### Challenge A
Update the account of the bike ride to Oakland's Carnegies by writing out everything from "Luke had never" down to "room for bikes." again, with "ferry terminal" changed to "ferry dock".
### Challenge B
Render this sentence from the account of the bike ride to Oakland's Carnegies in Spanish: "Luke had never taken BART across the Bay, so we’d both be trying to figure it out."

++++ Source passage ++++

As I was stuffing my sleeping bag into its sack hoping to be off by seven Luke came knocking at my door and announced that he had decided to call in sick so he could accompany me on my ride around Oakland visiting its six Carnegies. That was great news. It is always a joy when someone makes a pronouncement of freedom, and I was equally joyed to have Luke’s companionship. He had his Surly touring bike with racks front and back he’d recently bought on Craig’s List ready to go along with an Ortlieb bag, a set of which front and back, that he’d also recently acquired used. He was genuinely serious about becoming a touring cyclist.
Luke had never taken BART across the Bay, so we’d both be trying to figure it out. I had already scouted out the process the day before, thinking it might be easier with a loaded bike to take a ferry, but a guy by the ferry terminal renting bikes and leading bike tours over the Golden Gate Bridge assured me the train was much faster and easier and that there were no restrictions on when one could take a bike on the train, unlike Chicago, where it is verboten during the rush hour. The guy said there would be more passengers coming from Oakland in the morning anyway, and not that many headed in that direction, so there’d be plenty of room for bikes.
It was nice to take one last ride down Geary, four miles to the BART station on Market Street. We had to lug out bikes down a set of stairs, then figure out how to purchase a ticket. I put four dollars into a machine, but it refused to give me a ticket. A clerk came over and said the machine was jammed and ran the process for me on the next one over.
We had to descend another floor to the trains, but we could take an elevator for this descent. We were told either the Antioch or Richmond train would take us to Oakland. The first train through went to Hayes. The next said Pleasantville, but Luke inadvertently boarded. Before he could escape the train door closed as he was shoving his arm in it and he was gone. Two minutes later an Antioch train arrived. I boarded, hoping we could reconnect in Oakland at one of the Carnegies. As the train rapidly plunged for its descent under the Bay, my bike went flying before I could grab it. With hardly any one aboard it didn’t cause any harm.

++++ Given entries ++++

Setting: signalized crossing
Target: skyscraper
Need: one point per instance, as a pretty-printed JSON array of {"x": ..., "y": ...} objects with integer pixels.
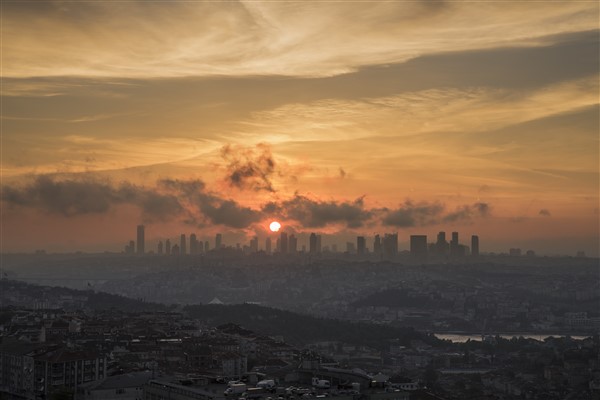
[
  {"x": 312, "y": 243},
  {"x": 474, "y": 245},
  {"x": 193, "y": 244},
  {"x": 268, "y": 246},
  {"x": 283, "y": 243},
  {"x": 390, "y": 245},
  {"x": 361, "y": 245},
  {"x": 454, "y": 245},
  {"x": 140, "y": 239},
  {"x": 293, "y": 244},
  {"x": 441, "y": 245},
  {"x": 377, "y": 245},
  {"x": 418, "y": 247},
  {"x": 182, "y": 245}
]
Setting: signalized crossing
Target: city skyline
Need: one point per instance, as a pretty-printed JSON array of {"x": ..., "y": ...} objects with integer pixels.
[{"x": 221, "y": 117}]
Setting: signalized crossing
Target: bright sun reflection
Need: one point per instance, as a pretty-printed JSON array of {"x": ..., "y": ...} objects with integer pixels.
[{"x": 274, "y": 226}]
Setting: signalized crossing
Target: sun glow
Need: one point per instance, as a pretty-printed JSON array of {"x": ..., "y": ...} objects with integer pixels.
[{"x": 274, "y": 226}]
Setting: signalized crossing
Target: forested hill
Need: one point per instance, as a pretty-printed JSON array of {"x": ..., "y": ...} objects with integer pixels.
[{"x": 302, "y": 329}]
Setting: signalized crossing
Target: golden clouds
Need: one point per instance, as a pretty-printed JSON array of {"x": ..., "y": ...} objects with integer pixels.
[{"x": 139, "y": 39}]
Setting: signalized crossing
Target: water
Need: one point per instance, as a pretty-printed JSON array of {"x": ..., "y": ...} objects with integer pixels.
[{"x": 462, "y": 338}]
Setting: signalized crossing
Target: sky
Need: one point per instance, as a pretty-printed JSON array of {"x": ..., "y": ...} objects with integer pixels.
[{"x": 339, "y": 117}]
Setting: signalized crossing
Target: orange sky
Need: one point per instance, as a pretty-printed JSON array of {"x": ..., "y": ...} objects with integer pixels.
[{"x": 336, "y": 117}]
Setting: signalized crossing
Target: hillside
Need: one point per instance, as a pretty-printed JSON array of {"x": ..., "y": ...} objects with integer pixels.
[{"x": 302, "y": 329}]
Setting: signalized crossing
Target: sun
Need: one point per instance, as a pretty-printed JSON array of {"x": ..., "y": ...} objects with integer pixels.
[{"x": 274, "y": 226}]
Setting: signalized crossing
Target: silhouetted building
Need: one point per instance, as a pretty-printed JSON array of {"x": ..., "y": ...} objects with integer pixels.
[
  {"x": 377, "y": 245},
  {"x": 441, "y": 245},
  {"x": 268, "y": 246},
  {"x": 361, "y": 245},
  {"x": 293, "y": 244},
  {"x": 140, "y": 239},
  {"x": 418, "y": 247},
  {"x": 390, "y": 245},
  {"x": 283, "y": 243},
  {"x": 515, "y": 252},
  {"x": 454, "y": 245},
  {"x": 182, "y": 245},
  {"x": 254, "y": 244},
  {"x": 475, "y": 245},
  {"x": 312, "y": 243},
  {"x": 350, "y": 248},
  {"x": 193, "y": 244}
]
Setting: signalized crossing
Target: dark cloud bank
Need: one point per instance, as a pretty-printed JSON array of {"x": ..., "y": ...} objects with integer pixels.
[{"x": 191, "y": 202}]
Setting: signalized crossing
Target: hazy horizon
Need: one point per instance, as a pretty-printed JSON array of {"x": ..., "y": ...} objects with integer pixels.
[{"x": 338, "y": 118}]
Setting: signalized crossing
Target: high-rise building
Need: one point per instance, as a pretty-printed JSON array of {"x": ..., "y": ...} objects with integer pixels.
[
  {"x": 293, "y": 244},
  {"x": 418, "y": 247},
  {"x": 390, "y": 245},
  {"x": 441, "y": 245},
  {"x": 140, "y": 239},
  {"x": 350, "y": 248},
  {"x": 361, "y": 245},
  {"x": 312, "y": 243},
  {"x": 193, "y": 244},
  {"x": 254, "y": 244},
  {"x": 283, "y": 243},
  {"x": 268, "y": 246},
  {"x": 474, "y": 245},
  {"x": 182, "y": 245},
  {"x": 454, "y": 245},
  {"x": 377, "y": 245}
]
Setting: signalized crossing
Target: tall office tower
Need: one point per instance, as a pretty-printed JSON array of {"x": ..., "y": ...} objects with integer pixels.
[
  {"x": 390, "y": 245},
  {"x": 283, "y": 243},
  {"x": 474, "y": 245},
  {"x": 377, "y": 245},
  {"x": 254, "y": 244},
  {"x": 361, "y": 245},
  {"x": 193, "y": 244},
  {"x": 140, "y": 241},
  {"x": 268, "y": 246},
  {"x": 418, "y": 247},
  {"x": 182, "y": 245},
  {"x": 293, "y": 244},
  {"x": 454, "y": 245},
  {"x": 312, "y": 243},
  {"x": 441, "y": 245}
]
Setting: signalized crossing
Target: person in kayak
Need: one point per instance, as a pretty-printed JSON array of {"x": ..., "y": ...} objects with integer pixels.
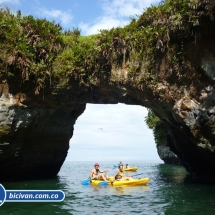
[
  {"x": 119, "y": 176},
  {"x": 94, "y": 174}
]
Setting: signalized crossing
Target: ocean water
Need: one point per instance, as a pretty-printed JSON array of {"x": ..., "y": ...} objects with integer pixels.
[{"x": 170, "y": 191}]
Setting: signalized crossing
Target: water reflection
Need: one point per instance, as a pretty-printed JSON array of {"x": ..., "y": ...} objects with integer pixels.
[
  {"x": 120, "y": 190},
  {"x": 26, "y": 208}
]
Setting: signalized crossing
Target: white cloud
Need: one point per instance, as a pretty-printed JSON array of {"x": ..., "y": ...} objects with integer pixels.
[
  {"x": 124, "y": 134},
  {"x": 9, "y": 1},
  {"x": 64, "y": 17},
  {"x": 105, "y": 22},
  {"x": 116, "y": 13}
]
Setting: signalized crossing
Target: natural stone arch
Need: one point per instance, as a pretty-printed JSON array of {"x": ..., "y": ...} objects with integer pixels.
[{"x": 173, "y": 75}]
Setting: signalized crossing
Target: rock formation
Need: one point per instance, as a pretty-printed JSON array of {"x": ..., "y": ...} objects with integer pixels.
[{"x": 164, "y": 61}]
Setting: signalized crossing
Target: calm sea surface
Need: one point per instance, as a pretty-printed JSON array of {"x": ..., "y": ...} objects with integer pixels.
[{"x": 169, "y": 191}]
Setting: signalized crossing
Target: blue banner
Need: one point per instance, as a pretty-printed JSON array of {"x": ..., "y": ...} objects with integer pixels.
[{"x": 30, "y": 195}]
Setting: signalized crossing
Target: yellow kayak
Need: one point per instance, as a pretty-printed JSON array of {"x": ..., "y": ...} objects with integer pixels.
[
  {"x": 132, "y": 182},
  {"x": 130, "y": 169}
]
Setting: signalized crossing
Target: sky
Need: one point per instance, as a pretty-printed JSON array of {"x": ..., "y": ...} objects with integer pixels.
[{"x": 124, "y": 135}]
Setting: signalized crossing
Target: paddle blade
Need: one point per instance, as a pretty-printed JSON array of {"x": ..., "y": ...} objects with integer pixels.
[
  {"x": 86, "y": 181},
  {"x": 103, "y": 183}
]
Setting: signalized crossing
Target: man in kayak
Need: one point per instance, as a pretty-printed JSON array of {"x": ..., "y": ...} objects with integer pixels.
[
  {"x": 119, "y": 176},
  {"x": 94, "y": 174}
]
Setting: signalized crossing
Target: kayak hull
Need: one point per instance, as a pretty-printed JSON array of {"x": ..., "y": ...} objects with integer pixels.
[
  {"x": 131, "y": 169},
  {"x": 132, "y": 182}
]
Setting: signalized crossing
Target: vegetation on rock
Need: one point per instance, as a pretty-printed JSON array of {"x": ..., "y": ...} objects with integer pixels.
[{"x": 158, "y": 127}]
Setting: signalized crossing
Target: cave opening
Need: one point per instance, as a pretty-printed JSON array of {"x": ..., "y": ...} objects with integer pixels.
[{"x": 112, "y": 133}]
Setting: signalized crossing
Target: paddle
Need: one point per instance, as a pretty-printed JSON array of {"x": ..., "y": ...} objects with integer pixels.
[
  {"x": 106, "y": 182},
  {"x": 87, "y": 181},
  {"x": 136, "y": 174}
]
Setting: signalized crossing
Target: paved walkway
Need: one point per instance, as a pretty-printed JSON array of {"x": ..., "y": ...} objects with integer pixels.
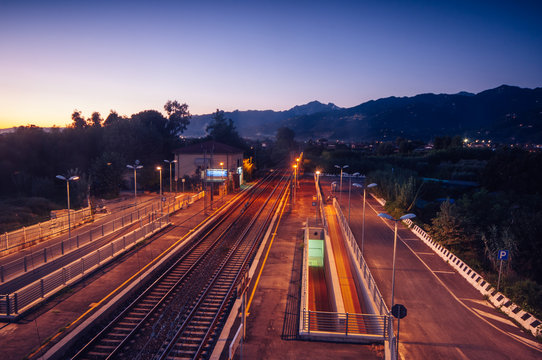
[{"x": 273, "y": 322}]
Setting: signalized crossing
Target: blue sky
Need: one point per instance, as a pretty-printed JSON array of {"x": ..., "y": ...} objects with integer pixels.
[{"x": 57, "y": 56}]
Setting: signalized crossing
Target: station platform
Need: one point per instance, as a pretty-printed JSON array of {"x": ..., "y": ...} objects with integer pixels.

++++

### Answer A
Luke had never taken BART across the Bay, so we’d both be trying to figure it out. I had already scouted out the process the day before, thinking it might be easier with a loaded bike to take a ferry, but a guy by the ferry dock renting bikes and leading bike tours over the Golden Gate Bridge assured me the train was much faster and easier and that there were no restrictions on when one could take a bike on the train, unlike Chicago, where it is verboten during the rush hour. The guy said there would be more passengers coming from Oakland in the morning anyway, and not that many headed in that direction, so there’d be plenty of room for bikes.

### Answer B
Luke nunca había tomado el BART para cruzar la bahía, así que los dos tendríamos que averiguar cómo hacerlo.